[Dataset excerpts]

────

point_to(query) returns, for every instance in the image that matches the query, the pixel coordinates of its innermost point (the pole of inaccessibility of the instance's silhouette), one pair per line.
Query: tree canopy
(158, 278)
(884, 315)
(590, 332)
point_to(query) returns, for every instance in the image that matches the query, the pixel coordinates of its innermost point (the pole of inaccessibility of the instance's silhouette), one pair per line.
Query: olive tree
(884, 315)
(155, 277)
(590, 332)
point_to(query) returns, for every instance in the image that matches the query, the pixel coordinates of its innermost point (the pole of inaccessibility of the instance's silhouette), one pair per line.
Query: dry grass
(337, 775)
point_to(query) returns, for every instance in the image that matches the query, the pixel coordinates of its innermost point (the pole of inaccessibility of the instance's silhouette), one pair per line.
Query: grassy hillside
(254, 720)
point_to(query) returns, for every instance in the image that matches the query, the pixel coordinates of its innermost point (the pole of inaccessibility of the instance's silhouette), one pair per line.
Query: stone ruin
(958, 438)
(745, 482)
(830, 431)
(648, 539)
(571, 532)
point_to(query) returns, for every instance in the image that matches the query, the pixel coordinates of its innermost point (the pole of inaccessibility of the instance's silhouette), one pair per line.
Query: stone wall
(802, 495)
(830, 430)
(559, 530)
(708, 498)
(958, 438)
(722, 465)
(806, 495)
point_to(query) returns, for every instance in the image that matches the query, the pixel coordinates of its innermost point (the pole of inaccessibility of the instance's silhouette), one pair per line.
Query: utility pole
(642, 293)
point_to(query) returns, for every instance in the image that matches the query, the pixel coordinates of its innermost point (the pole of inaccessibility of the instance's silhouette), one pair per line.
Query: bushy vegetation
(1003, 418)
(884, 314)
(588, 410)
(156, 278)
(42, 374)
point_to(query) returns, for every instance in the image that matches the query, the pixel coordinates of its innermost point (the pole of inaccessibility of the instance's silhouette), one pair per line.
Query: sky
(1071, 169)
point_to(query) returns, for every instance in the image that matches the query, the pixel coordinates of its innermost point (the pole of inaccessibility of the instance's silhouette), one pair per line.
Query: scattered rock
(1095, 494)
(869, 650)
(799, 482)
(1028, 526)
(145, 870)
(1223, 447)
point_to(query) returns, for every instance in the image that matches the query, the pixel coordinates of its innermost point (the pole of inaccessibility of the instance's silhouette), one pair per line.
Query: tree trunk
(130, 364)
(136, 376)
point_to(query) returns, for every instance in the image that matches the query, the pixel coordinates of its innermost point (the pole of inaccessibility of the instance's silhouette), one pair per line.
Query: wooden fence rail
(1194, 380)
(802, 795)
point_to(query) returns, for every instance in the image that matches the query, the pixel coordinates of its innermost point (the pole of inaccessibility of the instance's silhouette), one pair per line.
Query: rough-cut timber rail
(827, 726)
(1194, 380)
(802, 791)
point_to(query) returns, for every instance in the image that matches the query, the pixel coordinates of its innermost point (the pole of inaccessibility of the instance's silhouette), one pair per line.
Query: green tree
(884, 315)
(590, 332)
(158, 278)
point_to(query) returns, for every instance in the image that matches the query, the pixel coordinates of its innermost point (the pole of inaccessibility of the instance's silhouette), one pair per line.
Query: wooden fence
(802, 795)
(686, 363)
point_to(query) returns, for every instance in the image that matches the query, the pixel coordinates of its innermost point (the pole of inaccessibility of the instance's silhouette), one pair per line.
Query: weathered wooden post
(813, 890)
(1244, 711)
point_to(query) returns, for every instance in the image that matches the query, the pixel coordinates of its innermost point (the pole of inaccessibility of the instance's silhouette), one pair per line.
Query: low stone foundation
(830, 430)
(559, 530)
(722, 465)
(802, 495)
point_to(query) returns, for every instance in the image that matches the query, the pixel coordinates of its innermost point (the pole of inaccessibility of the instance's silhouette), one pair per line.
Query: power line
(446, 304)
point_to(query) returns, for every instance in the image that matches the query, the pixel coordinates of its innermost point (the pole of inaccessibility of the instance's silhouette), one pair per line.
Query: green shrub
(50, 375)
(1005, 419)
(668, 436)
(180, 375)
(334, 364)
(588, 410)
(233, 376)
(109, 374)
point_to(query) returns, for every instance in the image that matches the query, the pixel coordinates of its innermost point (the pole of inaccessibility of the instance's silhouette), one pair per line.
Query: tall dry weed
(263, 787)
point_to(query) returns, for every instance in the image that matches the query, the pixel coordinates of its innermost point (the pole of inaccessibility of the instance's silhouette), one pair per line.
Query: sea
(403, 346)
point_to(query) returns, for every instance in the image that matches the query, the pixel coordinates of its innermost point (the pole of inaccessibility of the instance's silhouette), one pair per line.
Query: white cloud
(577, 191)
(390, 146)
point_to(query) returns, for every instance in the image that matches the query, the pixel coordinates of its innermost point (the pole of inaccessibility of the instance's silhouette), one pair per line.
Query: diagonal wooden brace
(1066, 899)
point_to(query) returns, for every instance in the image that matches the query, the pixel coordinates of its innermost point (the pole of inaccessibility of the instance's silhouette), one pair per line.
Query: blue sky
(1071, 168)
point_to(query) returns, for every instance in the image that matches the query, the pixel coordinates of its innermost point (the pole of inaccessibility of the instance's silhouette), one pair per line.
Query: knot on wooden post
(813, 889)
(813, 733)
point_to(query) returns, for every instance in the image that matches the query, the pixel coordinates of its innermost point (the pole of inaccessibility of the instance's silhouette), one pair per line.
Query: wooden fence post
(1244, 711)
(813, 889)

────

Restate the records above word for word.

• ANSWER BELOW:
point_to(query) returns, for every instance in the image that matches the query, the pixel coordinates of its innermost point (the pole of inaccessibility of the instance's silhouette), one pair per line.
Query: tree canopy
(158, 278)
(884, 315)
(590, 332)
point_to(query) returns, for every instance in the image that matches the query, the pixel coordinates of its innermost point (the pole of inaccessibility of the instance's silhouette), one pair per line.
Query: olive tree
(884, 315)
(155, 277)
(590, 332)
point_to(query) returns, for every instance in the image that matches the query, the pixel coordinates of its innermost point (the pole of inaccessibility of the instance's silhouette), one pair per line.
Query: dry grass
(337, 775)
point_to(query) returns, for every instance in the image that matches the query, the pixel coordinates of its innermost point (the pole of inaccessibility of the instance's silhouette), one pair per line.
Query: grassy hillside
(254, 720)
point_to(query) returns, for every instance in the image that matches the query, the pixel coordinates of its innermost point (the pole of inaccessibility of the instance's silhouette), one pair per line.
Query: stone ruin
(958, 438)
(745, 482)
(830, 431)
(648, 539)
(571, 532)
point_to(query) returns, for every instance in the image that matches the query, the pixel coordinates of its innermost point (the pole of inaccessibility of the instance's silhouette), one pair per line.
Query: stone wall
(802, 495)
(830, 430)
(559, 530)
(708, 498)
(958, 438)
(722, 465)
(806, 495)
point_to(query) returns, for every instance in the image that matches the query, the pixel coordinates of its innermost point (the pole of inaccessibility of the instance's silhouette), one pair per line.
Query: utility pole
(642, 293)
point_to(query) returns, for every instance in the image that matches the query, the pixel coordinates of its innermost point (the pole of inaccessibility of the instance's silhouette), one pair per line.
Query: bushy vegetation
(1003, 418)
(884, 314)
(588, 410)
(156, 278)
(42, 374)
point_to(query) returns, for every instance in the image that matches the query, the pixel coordinates of its innermost point (the pole of inaccessibility of the instance's silhouette), one pair per line.
Query: sky
(1071, 169)
point_to(query) returns, for every instance in the image that matches the query, the pixel coordinates of its innermost point (the pole of inaccessibility of the instance's silhouette), one pair per line.
Query: scattered rock
(1095, 494)
(869, 650)
(799, 482)
(1028, 526)
(145, 870)
(1223, 447)
point_to(query) returns, for every instance in the image that matches the query, the pixel coordinates of its innermost point (the pole of inaccessibility of the instance's silhouette), one pair per line.
Query: tree trunk
(130, 364)
(136, 376)
point_to(query) returns, for every instance in the image that matches the query, the pixel coordinates of its innermost point (the pole of inaccessibility of the instance's silhouette), one pair per line.
Query: wooden fence rail
(1194, 380)
(802, 795)
point_to(query) returns, for every instance in the image that matches the query, the pixel coordinates of its innermost point (the pole of inaccessibility of the instance's silhouette), one pair per line.
Query: rough-cut timber rail
(827, 726)
(1194, 380)
(802, 791)
point_to(query) returns, for every instance in the image that matches the query, the pixel coordinates of its innermost point (the pole of inaccessibility of the instance's silhouette), one pair per line.
Query: green tree
(884, 315)
(590, 332)
(158, 278)
point_to(query) returns, for every instance in the image that matches the query, the pixel coordinates of its innermost point (the pole of inaccessibility of the instance's silhouette), one pair per line.
Query: wooden fence
(802, 795)
(686, 363)
point_to(query) returns, for every instance in the image that matches the query, the pixel coordinates of its innermost point (the pole of inaccessibility of the instance's silhouette), one pair per line.
Query: weathered wooden post
(813, 890)
(1244, 711)
point_to(query) returns, for every instance in the image that matches the query, the pixel coordinates of its innermost point (the pole of inaccessibility of the instance's silhouette), one pair per line.
Query: low stone foundation
(830, 430)
(559, 530)
(722, 465)
(802, 495)
point_to(query) returns, for every instance in the image that matches the query, the pixel coordinates of its innermost point (the pole of inaccessibility of the instance's silhouette), one pair per line.
Query: power line
(446, 304)
point_to(query) returns, for every instance in the image that matches the query, the pixel coordinates of its innermost point (the pole of inaccessibility of the instance's silhouette), one pair per line.
Query: green shrub
(50, 375)
(1005, 419)
(668, 436)
(180, 375)
(334, 364)
(588, 410)
(233, 376)
(109, 374)
point_to(query) returns, for every instance in the image that matches the query, the pixel coordinates of its innermost point (the pole of inaccessibility of the instance's silhouette), one pair per line.
Query: tall dry weed
(263, 787)
point_to(query) returns, for every instance in the image that matches the query, the pixel coordinates of its innermost point (the pole of inaccessibility of the instance's silhouette), one pair per line.
Query: sea
(403, 346)
point_to(query) returns, for every instance in the image that matches the query, the pixel coordinates of its innermost point (the pole of inaccessibility of the instance's silhouette), one pair per line.
Query: white cloud
(577, 191)
(390, 146)
point_to(query) returns, for every instance in the image that matches the query, the pixel coordinates of its innermost point (the pole of inaccessibility of the instance's silhouette), one pair per line.
Query: diagonal wooden brace
(1066, 899)
point_to(query) returns, for every instance in the image that matches the query, the pixel coordinates of its innermost point (the pole of inaccessibility of the instance's silhouette), one pair per line.
Query: blue sky
(1071, 168)
point_to(query) returns, for every instance in the image that matches the query, the pixel coordinates of its innermost point (the pole of inaccessibility of the instance's silhouette), one pair per line.
Query: knot on wooden post
(813, 889)
(813, 733)
point_to(query) returns, for every instance in the image that matches the query, the pixel coordinates of its innermost point (the pole of inaccessibility of the instance's silhouette), one pair per line.
Query: wooden fence post
(1244, 711)
(813, 889)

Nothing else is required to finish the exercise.